EXERCISE INSTRUCTIONS.
1) Reproduce the workers' compensation opinion between "Appeal from the" and "Welty, for respondent.", inclusive, substituting "appellant" for "petitioner".
2) Write a continuation of the workers' compensation opinion that picks up after its final sentence.
***** TEXT BLOCK *****
Appeal from the Order of the Workmen's Compensation Appeal Board in case of Ann Marie Hudack v. Livingston Club, No. A-71485.
Michael Prokup, with him Stamberg, Caplan & Calnan, for petitioner.
David G. Welty, for respondent.
President Judge Bowman and Judges Mencer and Blatt, sitting as a panel of three. Opinion by Judge Mencer.
[ 32 Pa. Commw. Page 509]
Ann Marie Hudack (claimant) appeals from a decision of the Workmen's Compensation Appeal Board (Board) affirming a referee's denial of compensation for a heart attack allegedly suffered by the claimant while at work on September 25, 1974. We affirm.
***** DATASET EXCERPTS *****
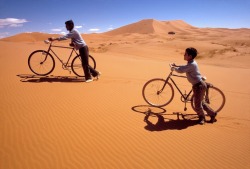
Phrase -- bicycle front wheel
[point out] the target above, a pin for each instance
(76, 65)
(154, 93)
(215, 99)
(41, 62)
*****
RESPONSES BY ITEM NUMBER.
1)
Appeal from the Order of the Workmen's Compensation Appeal Board in case of Ann Marie Hudack v. Livingston Club, No. A-71485.
Michael Prokup, with him Stamberg, Caplan & Calnan, for appellant.
David G. Welty, for respondent.

2)
Claimant was employed as a waitress by the Livingston Club. For two weeks prior to September 25, 1974, claimant had been experiencing chest pains which were subsequently diagnosed as manifestations of a pre-existing progressive heart disease known as myocardial ischemia. On the day in question, while claimant was ascending a flight of stairs in the course of her employment, she experienced a severe pain in her chest which required her to sit down on the steps for about five minutes. Claimant worked the rest of the day as scheduled and consulted her family physician the next day. On October 4, 1974, claimant was examined by a cardiologist, Dr. Theodore Donmoyer, who concluded that she had suffered a myocardial infarction (heart attack) at some time during the preceding two weeks.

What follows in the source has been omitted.